Task details: In the material below, the lines containing the word "energy" are required; copy each of them.

----- Excerpted data -----

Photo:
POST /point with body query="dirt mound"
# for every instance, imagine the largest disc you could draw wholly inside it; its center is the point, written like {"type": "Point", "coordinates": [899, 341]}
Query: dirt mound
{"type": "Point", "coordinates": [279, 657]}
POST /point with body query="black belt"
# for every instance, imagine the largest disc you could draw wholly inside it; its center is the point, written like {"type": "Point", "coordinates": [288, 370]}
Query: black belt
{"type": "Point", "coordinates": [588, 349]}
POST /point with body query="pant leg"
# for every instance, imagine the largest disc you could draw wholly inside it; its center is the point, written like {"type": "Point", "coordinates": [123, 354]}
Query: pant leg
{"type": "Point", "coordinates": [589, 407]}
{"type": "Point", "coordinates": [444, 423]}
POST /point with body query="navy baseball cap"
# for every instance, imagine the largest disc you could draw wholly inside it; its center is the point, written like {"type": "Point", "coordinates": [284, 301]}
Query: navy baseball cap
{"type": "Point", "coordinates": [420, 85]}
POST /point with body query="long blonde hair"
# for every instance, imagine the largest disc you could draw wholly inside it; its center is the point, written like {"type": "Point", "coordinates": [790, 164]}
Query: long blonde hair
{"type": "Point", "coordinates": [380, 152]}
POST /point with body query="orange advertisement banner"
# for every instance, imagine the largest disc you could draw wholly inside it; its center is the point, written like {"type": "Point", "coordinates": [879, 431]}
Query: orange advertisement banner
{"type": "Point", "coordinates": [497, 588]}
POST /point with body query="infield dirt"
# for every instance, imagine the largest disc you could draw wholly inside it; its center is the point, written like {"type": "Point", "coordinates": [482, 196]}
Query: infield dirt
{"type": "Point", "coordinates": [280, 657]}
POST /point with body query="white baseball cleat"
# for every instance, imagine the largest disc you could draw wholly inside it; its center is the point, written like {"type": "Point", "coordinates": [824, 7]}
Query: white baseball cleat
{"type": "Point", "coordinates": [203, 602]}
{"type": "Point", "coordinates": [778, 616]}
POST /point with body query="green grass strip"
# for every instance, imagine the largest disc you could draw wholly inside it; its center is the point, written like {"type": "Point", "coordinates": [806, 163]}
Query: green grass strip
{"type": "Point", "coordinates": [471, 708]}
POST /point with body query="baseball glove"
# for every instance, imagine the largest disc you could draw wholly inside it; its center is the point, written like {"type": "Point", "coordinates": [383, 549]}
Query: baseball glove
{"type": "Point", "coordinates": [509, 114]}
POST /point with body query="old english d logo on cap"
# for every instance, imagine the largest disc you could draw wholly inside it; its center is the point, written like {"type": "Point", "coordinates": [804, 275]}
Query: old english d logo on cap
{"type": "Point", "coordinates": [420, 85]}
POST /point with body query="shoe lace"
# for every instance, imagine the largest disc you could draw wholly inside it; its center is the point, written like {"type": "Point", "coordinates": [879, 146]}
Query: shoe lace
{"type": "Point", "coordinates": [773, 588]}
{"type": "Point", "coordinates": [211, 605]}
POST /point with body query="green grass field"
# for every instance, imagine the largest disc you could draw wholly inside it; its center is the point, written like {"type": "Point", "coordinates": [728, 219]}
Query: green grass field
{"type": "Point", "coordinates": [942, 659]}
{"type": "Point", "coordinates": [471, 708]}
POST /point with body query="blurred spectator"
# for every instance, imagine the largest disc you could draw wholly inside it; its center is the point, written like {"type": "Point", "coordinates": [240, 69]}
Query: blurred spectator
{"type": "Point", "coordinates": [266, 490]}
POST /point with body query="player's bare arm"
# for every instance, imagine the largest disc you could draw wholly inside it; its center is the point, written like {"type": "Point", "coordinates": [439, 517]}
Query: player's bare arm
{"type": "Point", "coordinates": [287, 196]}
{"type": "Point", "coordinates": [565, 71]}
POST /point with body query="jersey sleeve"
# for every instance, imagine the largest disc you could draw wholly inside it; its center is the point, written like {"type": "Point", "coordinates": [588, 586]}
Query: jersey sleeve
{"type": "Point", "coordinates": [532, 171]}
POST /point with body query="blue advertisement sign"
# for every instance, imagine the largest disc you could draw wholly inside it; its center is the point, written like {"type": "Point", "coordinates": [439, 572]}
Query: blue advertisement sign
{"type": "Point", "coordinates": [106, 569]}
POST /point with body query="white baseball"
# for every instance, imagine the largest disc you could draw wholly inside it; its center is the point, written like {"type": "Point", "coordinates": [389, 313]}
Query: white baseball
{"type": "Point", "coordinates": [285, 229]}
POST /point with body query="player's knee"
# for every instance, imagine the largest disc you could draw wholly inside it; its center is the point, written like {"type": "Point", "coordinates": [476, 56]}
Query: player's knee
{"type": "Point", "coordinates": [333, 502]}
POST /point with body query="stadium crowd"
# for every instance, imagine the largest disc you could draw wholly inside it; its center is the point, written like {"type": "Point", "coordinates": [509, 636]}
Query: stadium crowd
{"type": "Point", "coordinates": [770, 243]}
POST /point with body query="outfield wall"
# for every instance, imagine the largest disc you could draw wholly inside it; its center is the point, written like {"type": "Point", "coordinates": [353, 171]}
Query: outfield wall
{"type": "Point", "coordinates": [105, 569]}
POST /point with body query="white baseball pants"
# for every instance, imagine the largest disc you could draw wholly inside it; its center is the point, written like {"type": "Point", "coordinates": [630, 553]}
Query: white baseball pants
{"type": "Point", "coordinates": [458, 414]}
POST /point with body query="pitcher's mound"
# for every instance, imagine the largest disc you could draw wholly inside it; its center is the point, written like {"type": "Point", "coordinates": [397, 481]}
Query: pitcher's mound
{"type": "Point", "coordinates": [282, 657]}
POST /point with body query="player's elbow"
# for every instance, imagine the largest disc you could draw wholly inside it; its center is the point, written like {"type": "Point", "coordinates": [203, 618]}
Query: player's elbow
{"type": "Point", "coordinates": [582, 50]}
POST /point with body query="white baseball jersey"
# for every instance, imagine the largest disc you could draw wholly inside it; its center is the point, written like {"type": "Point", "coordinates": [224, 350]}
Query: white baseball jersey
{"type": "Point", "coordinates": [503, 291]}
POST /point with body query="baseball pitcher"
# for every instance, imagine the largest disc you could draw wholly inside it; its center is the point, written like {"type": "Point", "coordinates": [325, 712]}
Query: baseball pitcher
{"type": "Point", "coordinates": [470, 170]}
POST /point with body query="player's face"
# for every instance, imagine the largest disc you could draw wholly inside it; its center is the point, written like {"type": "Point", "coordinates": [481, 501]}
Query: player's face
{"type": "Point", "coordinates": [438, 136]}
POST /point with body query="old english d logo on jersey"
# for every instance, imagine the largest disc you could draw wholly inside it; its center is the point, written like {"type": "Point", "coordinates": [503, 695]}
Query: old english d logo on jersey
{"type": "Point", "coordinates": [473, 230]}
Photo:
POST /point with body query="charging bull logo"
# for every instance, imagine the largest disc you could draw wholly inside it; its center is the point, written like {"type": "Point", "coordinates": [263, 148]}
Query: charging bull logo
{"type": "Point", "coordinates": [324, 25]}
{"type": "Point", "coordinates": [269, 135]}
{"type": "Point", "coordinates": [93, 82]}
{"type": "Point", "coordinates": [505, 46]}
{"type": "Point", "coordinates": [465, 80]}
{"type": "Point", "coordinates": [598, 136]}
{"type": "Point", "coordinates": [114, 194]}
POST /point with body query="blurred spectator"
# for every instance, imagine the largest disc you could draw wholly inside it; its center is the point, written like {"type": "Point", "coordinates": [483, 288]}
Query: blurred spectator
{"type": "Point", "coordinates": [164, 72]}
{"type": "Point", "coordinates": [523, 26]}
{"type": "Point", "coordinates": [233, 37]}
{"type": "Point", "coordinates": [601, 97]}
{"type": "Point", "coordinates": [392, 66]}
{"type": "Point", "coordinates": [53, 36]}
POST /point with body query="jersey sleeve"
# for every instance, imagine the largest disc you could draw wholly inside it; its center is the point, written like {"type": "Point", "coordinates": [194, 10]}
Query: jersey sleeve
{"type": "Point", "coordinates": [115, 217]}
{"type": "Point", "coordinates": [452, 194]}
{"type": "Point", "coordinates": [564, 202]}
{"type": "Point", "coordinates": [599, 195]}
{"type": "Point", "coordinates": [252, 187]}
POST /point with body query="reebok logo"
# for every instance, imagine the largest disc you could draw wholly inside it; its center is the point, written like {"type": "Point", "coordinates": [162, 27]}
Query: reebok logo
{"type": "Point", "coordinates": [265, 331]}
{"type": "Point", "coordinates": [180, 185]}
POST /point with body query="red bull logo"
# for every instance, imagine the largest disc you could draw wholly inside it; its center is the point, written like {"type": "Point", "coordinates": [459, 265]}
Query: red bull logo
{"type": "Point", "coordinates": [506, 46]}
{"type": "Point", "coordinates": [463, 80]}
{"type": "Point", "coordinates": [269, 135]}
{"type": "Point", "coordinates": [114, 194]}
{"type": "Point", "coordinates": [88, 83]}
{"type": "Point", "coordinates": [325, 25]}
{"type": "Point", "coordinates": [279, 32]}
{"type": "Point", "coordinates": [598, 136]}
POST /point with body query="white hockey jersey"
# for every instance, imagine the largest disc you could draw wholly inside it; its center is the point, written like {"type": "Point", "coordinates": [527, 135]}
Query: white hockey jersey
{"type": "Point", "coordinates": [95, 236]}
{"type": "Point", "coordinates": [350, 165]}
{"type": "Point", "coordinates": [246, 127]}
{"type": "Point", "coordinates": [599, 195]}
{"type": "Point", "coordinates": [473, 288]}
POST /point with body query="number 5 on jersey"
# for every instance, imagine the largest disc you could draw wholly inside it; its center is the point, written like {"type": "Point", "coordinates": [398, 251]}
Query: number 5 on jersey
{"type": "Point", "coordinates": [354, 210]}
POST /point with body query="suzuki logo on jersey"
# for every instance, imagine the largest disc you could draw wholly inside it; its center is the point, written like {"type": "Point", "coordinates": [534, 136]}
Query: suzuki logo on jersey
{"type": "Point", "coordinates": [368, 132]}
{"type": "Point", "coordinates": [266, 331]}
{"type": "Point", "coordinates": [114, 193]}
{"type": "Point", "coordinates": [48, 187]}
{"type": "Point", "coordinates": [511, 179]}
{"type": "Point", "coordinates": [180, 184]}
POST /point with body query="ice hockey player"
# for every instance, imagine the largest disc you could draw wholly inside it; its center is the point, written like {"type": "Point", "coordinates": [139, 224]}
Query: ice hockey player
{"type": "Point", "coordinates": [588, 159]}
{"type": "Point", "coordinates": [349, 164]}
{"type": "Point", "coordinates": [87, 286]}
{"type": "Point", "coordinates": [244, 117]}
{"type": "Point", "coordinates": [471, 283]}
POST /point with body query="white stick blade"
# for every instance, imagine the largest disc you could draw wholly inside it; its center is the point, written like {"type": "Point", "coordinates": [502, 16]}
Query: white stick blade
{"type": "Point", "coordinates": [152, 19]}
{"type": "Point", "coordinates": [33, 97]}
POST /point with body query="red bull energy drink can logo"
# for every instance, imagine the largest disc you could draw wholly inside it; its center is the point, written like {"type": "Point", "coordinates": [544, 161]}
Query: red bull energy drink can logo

-----

Written answer:
POST /point with body query="red bull energy drink can logo"
Query: red bull energy drink can logo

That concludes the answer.